◆ **EXERCISE OBJECTIVE**: Can you retype only the lines from the one with "each like [35,235]." through the final line of the material, exactly as given?
── RECORDS SUPPLIED ──
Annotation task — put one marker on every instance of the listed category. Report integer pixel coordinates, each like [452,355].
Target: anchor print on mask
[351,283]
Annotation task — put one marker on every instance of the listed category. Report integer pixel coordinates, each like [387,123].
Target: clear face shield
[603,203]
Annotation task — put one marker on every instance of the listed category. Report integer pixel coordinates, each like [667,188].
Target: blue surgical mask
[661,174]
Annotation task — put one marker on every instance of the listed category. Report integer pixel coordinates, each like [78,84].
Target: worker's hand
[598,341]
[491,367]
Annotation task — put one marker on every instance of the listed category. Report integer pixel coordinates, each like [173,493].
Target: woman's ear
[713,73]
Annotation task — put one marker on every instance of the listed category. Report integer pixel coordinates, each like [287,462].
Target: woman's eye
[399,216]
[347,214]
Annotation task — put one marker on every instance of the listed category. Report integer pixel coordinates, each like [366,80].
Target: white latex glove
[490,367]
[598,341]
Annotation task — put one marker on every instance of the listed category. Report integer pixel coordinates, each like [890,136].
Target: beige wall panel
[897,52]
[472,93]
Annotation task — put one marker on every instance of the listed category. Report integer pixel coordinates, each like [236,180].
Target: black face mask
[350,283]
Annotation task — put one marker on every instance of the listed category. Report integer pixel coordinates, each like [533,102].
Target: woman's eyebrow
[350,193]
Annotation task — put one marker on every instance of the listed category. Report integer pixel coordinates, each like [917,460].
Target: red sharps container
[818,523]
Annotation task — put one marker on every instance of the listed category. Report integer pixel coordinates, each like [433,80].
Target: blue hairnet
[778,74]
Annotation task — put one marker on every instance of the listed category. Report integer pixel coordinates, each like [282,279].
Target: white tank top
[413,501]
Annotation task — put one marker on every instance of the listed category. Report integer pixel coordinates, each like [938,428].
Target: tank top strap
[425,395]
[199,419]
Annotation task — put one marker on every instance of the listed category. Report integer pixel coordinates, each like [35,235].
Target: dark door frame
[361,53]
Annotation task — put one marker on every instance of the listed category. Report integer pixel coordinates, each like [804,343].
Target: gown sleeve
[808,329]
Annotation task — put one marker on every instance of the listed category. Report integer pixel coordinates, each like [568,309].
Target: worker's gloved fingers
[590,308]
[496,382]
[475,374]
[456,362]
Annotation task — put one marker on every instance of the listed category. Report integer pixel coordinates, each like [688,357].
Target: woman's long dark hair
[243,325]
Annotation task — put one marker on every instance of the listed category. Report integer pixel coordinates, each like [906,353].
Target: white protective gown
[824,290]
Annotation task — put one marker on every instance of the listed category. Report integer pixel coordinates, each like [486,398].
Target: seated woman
───
◆ **SOLUTION TO THIS TASK**:
Annotation task — put one marker on every instance of the listed category. Report integer pixel coordinates, each like [35,235].
Target: dark door frame
[361,53]
Annotation task — put one marker on every instance of the listed category. Report integer pixel coordinates, each like [804,343].
Target: gown sleeve
[808,329]
Annotation task — put one marker on every instance of the listed category. Report integer pixel coordinates, each like [568,309].
Target: worker's gloved fingers
[590,308]
[496,382]
[475,374]
[456,362]
Annotation task — put one marker on every instance of the listed category. Report integer pixel coordinates, each like [688,357].
Target: woman's long dark hair
[243,325]
Annotation task — put one marker on every instance of the listed category. Report integer pixel coordinates, each like [906,353].
Target: white protective gown
[824,290]
Annotation task — put one marker on every instance of the listed category. Report integer pixel coordinates, each like [486,398].
Target: seated woman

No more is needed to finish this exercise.